*What the exercise asks*.
Write out the data below word for word, from its first line through the line containing "point(1085, 318)".

(Location annotation dataset excerpts)
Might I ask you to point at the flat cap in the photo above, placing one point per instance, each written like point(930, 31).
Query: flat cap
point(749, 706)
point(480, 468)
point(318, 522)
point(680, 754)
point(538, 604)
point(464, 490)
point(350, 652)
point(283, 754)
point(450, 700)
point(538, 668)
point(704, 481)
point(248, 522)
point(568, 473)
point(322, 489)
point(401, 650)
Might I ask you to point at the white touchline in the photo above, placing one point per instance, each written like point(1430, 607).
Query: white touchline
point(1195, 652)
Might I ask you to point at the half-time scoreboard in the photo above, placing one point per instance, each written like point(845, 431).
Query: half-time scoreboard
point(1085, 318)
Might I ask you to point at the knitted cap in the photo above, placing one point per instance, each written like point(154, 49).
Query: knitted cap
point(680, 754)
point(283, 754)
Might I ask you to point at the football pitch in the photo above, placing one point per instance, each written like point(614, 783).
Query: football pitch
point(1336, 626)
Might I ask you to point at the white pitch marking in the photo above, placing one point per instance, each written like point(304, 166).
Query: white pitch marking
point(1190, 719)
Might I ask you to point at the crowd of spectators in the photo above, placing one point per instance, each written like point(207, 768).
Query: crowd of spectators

*Task response*.
Might I ask you to point at the flat cap in the photo above, placing one point per instance, each written like point(930, 31).
Query: flat cap
point(749, 706)
point(480, 468)
point(318, 522)
point(680, 754)
point(538, 604)
point(464, 490)
point(350, 652)
point(283, 754)
point(450, 700)
point(538, 668)
point(704, 481)
point(248, 522)
point(568, 473)
point(322, 489)
point(401, 650)
Might I ask you to point at the white touchline in the photo above, placing one point per instance, each written like point(1430, 607).
Query: white touchline
point(1195, 652)
Might I ask you to point at the half-time scoreboard in the photo above, placing one point per instance, each written like point(845, 431).
Query: half-time scoreboard
point(1085, 318)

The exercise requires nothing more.